== 課題 A ==
下の一覧から、「frame and supply updated box coordinates.」を含む行から「[54,27,74,316]」を含む行までをすべて、空行を除いた番号付きリストとして書き出せ。

== 読む抜粋 ==
オ.「【0046】本実施形態1及び以後の各実施形態では、一例として、導体として銅箔,銅ペースト,銅メッキ膜を使用する例について説明する。導体、即ち主金属層を銅とした場合、接続するワイヤの材質によっては接続不良を起こす場合がある。このため、主金属層の表面にメッキや印刷によって他の金属層を形成する必要がある。例えば、主金属層を銅とし、金ワイヤを接続する場合は、主金属層の表面(主面)にNiメッキ膜,Auメッキ膜等の補助金属層を順次重ねて形成し、この金メッキ膜上に金のワイヤを接続する。なお、銅の端子2に銅のワイヤを不活性雰囲気下で直接接続する方法も採用できる。また、主金属層をアルミニウムで形成した場合には金ワイヤを接続することができる。

== 与えられた一覧 ==
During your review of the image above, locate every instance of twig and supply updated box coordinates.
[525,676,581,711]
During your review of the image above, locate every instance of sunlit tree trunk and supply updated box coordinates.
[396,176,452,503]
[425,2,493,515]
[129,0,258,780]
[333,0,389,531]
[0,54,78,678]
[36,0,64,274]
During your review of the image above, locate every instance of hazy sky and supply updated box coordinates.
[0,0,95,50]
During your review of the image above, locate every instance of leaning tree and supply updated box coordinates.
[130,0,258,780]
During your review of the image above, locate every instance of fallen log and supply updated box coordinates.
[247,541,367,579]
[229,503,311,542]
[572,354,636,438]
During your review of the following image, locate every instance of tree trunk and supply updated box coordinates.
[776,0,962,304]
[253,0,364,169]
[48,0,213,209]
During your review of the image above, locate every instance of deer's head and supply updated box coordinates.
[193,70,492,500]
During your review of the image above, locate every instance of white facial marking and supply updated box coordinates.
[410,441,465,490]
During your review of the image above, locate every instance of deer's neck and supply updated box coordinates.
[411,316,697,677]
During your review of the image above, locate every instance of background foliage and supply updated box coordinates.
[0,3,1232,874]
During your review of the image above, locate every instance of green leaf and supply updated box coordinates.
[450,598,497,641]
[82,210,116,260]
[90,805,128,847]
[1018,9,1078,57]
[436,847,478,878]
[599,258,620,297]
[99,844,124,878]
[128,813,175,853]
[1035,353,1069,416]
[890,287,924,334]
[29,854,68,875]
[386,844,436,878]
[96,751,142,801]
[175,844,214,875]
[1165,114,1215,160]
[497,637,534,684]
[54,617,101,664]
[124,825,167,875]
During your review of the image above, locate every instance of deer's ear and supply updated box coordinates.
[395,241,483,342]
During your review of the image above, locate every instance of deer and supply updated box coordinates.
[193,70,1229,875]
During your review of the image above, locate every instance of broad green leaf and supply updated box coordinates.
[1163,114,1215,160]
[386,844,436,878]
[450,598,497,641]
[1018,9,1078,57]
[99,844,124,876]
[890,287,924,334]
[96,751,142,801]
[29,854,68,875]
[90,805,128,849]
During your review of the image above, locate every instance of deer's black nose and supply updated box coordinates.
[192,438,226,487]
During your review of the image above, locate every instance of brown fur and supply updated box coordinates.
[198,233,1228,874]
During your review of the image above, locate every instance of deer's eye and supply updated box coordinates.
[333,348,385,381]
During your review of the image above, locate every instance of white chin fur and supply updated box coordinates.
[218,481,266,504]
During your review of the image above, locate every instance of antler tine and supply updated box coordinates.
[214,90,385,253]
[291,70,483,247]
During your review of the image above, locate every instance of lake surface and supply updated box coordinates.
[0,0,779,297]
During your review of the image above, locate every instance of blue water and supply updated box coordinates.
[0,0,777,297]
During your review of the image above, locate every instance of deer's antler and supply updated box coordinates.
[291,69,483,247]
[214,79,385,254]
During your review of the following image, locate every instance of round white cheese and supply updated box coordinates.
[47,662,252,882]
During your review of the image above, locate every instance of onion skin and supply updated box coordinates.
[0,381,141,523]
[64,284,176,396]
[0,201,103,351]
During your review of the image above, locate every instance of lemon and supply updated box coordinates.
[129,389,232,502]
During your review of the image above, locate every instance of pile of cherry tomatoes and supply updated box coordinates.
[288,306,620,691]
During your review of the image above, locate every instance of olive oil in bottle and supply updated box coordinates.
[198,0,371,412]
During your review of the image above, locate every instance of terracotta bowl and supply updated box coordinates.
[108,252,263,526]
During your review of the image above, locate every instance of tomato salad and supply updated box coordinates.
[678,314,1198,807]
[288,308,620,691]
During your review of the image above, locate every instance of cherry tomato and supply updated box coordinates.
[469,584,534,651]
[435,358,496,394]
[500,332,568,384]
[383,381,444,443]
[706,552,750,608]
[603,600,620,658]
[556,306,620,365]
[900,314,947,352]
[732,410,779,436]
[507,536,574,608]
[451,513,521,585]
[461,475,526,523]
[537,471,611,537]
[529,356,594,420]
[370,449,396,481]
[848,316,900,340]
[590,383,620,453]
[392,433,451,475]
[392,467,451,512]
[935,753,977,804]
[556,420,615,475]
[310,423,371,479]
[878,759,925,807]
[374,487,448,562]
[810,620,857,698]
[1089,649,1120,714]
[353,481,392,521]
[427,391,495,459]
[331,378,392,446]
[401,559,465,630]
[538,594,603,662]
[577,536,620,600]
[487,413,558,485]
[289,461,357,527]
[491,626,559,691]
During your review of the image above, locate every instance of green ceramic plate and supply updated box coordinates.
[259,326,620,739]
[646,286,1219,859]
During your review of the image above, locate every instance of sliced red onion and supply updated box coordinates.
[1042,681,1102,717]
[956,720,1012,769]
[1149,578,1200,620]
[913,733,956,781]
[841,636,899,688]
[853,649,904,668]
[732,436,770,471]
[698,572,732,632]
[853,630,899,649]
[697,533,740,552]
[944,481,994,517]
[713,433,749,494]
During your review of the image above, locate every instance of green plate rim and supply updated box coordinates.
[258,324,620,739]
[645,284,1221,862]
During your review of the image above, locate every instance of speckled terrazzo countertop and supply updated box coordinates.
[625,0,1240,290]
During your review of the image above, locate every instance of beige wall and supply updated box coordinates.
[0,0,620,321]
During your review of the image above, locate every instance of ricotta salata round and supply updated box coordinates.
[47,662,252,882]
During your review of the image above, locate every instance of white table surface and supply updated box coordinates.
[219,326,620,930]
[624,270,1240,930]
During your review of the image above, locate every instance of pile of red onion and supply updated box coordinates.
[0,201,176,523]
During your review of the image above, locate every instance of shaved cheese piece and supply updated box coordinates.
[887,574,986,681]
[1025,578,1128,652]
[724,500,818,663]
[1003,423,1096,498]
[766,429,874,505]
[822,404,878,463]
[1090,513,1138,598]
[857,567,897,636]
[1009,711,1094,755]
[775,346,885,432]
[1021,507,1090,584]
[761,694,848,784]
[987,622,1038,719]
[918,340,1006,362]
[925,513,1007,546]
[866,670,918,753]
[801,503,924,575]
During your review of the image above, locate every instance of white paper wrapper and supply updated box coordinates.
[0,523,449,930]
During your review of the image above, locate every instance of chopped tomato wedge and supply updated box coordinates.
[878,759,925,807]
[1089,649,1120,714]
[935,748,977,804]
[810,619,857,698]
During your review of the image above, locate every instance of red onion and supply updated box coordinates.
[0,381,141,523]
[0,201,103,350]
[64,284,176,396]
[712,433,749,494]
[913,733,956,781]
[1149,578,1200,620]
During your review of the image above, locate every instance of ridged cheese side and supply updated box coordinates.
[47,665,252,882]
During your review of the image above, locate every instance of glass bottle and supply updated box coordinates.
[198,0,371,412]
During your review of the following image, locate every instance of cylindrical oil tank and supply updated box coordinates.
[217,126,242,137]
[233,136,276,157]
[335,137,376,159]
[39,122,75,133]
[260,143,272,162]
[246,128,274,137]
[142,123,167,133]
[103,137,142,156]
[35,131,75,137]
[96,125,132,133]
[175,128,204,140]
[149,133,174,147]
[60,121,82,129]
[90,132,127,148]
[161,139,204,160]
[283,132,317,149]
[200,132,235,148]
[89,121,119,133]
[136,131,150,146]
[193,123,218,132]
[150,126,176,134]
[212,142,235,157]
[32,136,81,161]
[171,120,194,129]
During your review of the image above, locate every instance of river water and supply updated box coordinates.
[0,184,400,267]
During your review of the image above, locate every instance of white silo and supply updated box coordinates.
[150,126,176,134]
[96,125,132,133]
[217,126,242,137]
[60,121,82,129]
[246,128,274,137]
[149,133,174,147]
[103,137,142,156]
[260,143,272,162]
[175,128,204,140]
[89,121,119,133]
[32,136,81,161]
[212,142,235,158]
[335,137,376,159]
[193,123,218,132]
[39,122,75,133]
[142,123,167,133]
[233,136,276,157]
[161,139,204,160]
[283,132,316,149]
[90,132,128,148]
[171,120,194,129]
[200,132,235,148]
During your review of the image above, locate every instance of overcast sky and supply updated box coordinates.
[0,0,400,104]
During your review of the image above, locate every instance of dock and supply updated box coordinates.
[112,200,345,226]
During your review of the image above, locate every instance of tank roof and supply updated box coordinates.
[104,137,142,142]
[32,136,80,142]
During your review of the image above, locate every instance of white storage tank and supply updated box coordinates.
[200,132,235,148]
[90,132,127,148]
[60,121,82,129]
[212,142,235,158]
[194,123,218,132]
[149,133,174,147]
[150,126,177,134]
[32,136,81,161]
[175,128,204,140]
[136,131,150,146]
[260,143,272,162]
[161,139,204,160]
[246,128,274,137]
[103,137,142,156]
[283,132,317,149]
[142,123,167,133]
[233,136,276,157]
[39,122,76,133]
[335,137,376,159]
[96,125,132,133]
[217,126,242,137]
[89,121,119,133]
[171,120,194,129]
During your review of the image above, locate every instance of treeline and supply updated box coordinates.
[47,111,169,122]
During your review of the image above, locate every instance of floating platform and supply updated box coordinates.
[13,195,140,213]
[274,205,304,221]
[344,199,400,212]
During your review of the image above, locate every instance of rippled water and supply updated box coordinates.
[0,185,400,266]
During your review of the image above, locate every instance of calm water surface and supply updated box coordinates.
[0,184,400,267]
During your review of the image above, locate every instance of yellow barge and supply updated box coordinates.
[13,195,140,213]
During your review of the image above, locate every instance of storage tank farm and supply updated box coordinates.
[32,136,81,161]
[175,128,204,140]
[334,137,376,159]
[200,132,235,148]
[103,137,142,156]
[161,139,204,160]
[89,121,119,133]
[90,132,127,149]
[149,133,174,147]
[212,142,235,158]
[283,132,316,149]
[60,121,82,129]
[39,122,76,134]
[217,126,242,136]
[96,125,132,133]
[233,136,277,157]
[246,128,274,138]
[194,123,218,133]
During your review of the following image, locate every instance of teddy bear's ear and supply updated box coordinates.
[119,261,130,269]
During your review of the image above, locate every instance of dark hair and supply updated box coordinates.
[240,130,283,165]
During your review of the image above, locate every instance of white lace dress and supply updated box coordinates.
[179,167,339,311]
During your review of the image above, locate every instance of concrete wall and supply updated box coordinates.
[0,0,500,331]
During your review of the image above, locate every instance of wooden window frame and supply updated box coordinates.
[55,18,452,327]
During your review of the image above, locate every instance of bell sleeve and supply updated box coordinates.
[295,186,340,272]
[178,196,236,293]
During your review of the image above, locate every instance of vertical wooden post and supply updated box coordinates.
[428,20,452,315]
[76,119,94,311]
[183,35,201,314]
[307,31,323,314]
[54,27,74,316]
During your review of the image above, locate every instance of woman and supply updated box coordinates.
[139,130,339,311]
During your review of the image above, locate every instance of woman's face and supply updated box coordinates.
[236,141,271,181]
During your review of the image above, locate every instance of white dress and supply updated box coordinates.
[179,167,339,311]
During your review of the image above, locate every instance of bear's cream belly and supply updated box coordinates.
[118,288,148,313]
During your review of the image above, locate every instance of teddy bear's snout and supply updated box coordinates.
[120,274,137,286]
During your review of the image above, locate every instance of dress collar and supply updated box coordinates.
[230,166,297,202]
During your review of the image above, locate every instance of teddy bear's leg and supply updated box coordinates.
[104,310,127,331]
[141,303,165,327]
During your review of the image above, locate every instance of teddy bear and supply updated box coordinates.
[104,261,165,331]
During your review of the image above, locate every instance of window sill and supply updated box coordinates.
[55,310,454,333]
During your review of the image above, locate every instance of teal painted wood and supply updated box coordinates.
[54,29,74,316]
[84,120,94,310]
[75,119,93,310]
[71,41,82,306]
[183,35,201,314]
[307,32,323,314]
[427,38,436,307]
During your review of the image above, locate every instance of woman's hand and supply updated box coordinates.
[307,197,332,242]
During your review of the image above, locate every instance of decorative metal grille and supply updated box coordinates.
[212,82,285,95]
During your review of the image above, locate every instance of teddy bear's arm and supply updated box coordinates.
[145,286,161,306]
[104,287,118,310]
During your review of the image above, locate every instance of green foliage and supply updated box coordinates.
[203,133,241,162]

== 課題 B ==
導体と金属層についての抜粋を、三文で要約せよ。

== 解答 A ==
1. During your review of the image above, locate every instance of wooden window frame and supply updated box coordinates.
2. [55,18,452,327]
3. During your review of the image above, locate every instance of bell sleeve and supply updated box coordinates.
4. [295,186,340,272]
5. [178,196,236,293]
6. During your review of the image above, locate every instance of vertical wooden post and supply updated box coordinates.
7. [428,20,452,315]
8. [76,119,94,311]
9. [183,35,201,314]
10. [307,31,323,314]
11. [54,27,74,316]

== 解答 B ==
各実施形態では導体に銅箔、銅ペースト、銅メッキ膜を使う例を説明するが、主金属層を銅とするとワイヤの材質によっては接続不良を起こすため、表面にメッキや印刷で他の金属層を形成する必要がある。たとえば金ワイヤを接続する場合は、主金属層の主面にNiメッキ膜、Auメッキ膜などの補助金属層を順に重ね、その金メッキ膜上に金のワイヤを接続する。銅の端子に銅のワイヤを不活性雰囲気下で直接接続する方法も採用でき、主金属層をアルミニウムで形成した場合には金ワイヤを接続できる。